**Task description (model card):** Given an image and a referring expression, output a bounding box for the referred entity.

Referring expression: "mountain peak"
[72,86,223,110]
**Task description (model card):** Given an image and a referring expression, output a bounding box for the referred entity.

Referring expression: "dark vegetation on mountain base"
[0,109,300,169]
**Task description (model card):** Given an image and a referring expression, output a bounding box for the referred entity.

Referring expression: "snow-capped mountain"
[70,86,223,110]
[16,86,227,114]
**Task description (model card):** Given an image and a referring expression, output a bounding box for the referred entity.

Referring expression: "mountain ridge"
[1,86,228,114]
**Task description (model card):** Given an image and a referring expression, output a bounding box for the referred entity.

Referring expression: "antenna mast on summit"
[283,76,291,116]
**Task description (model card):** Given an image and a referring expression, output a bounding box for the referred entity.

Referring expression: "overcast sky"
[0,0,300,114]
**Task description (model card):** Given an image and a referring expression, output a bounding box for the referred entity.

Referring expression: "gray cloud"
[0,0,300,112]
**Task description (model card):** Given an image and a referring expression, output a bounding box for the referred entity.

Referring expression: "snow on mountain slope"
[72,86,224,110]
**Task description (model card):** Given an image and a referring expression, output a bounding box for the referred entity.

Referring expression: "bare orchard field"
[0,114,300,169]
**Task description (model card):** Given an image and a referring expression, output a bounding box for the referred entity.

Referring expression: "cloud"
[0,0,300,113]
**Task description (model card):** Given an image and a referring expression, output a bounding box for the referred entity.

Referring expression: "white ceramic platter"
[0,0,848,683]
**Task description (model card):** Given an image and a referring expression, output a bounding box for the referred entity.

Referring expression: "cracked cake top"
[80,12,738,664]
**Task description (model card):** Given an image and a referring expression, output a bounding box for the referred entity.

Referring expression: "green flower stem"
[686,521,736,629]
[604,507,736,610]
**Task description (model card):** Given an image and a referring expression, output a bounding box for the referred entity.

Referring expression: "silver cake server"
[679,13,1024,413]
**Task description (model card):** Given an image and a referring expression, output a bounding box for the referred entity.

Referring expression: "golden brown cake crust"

STATED TASK:
Please pull out the listing from its first line through the line that contains "[0,0,300,112]", reproducing every line in that span unchanged.

SOLVED PROBLEM:
**Task description (model card):** Given an image and a referring expression, output a bounding box for the referred entity.

Referring expression: "mountain peak"
[72,86,223,110]
**Task description (model card):** Given an image and a referring expression, output a bounding box for the referred entity.

Referring expression: "dark vegetation on mountain base"
[0,109,300,169]
**Task description (model card):** Given an image and a referring expression, output a bounding box for the referred entity.

Referring expression: "snow-capped mountain"
[70,86,223,110]
[16,86,227,114]
**Task description (model card):** Given an image and a referring expression, output a bounding box for the referred entity.

Referring expression: "mountain ridge"
[1,86,228,114]
**Task description (model card):** Given an image and a referring expression, output a bounding box for the referred entity.

Referring expression: "antenna mast on summit"
[283,76,291,116]
**Task description (model card):** Given an image and a referring expression, output a bounding box for the referred entity.

Referring expression: "overcast sky"
[0,0,300,114]
**Task description (model card):** Given an image and a referring expression, output a bounding box for the referred entity.

Referring expression: "gray cloud"
[0,0,300,112]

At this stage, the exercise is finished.